====== GIVEN PASSAGE

Capita Selecta of Particle Physics

   Organized by Prof. Jorgen D'Hondt

Within the framework of this master course at the Vrije Universiteit Brussel divers series of lectures are organized on the level of advanced master students and starting PhD students. Typically one dedicated series of lectures around one theme per year. The student is obliged to follow these series of lectures, and supplements this with 5 additional seminars on particle physics topics. Of the special series of lectures the student will write a short report. Seminars can for example be found on the website of the IIHE (here) and on the website of the IUAP Fundamental Interactions (here).

For the second part of the course the student can select, with the approval of the professor, two topics in particle physics. For both topics a 10 page "primer" (+ references) will be written on the selected topic. The primers are written with the aim to introduce a regular master student into the topic and bring the reader to the level to understand the main research questions in the specific domain. The student will read and study the relevant literatures on the topic. The primers are to be written in English.

The evaluation will happen on the basis of the general quality of the written primers, and the short reports of the lectures/seminars.

============

> _EXERCISE DESCRIPTION_: Summarize the particle physics course description above in two sentences.

====== DATA LISTING

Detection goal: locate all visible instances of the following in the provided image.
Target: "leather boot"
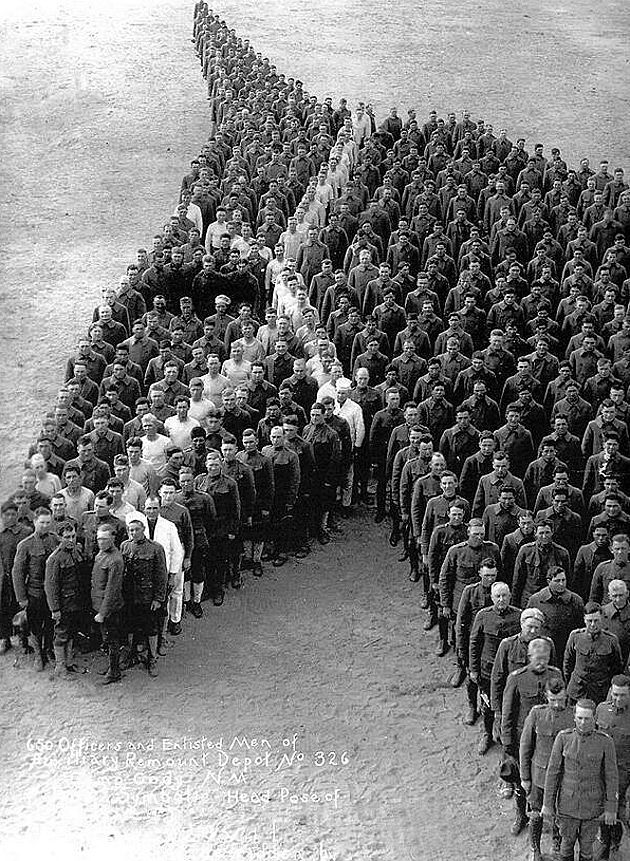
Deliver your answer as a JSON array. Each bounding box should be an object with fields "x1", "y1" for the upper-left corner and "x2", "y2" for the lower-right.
[
  {"x1": 477, "y1": 708, "x2": 494, "y2": 756},
  {"x1": 103, "y1": 645, "x2": 122, "y2": 685},
  {"x1": 53, "y1": 644, "x2": 68, "y2": 679},
  {"x1": 435, "y1": 616, "x2": 450, "y2": 658},
  {"x1": 529, "y1": 813, "x2": 543, "y2": 861},
  {"x1": 510, "y1": 787, "x2": 528, "y2": 837}
]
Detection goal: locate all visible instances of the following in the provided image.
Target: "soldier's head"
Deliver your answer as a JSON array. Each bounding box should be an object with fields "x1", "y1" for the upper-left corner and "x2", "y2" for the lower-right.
[
  {"x1": 610, "y1": 675, "x2": 630, "y2": 712},
  {"x1": 468, "y1": 517, "x2": 485, "y2": 547},
  {"x1": 490, "y1": 580, "x2": 511, "y2": 610},
  {"x1": 479, "y1": 557, "x2": 498, "y2": 589},
  {"x1": 527, "y1": 637, "x2": 551, "y2": 673},
  {"x1": 545, "y1": 676, "x2": 567, "y2": 712},
  {"x1": 521, "y1": 607, "x2": 545, "y2": 643},
  {"x1": 584, "y1": 601, "x2": 602, "y2": 637},
  {"x1": 604, "y1": 532, "x2": 630, "y2": 565},
  {"x1": 573, "y1": 699, "x2": 597, "y2": 734}
]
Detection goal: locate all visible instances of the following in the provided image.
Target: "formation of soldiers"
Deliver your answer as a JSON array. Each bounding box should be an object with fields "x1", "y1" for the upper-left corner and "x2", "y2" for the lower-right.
[{"x1": 0, "y1": 3, "x2": 630, "y2": 861}]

============

> _EXERCISE RESULT_: In this master course at the Vrije Universiteit Brussel, students follow a dedicated series of lectures on one theme, attend 5 additional seminars on particle physics topics, and write a short report on the lecture series. They also write two 10-page primers in English on particle physics topics selected with the professor's approval, and they are evaluated on the quality of these primers and the short reports.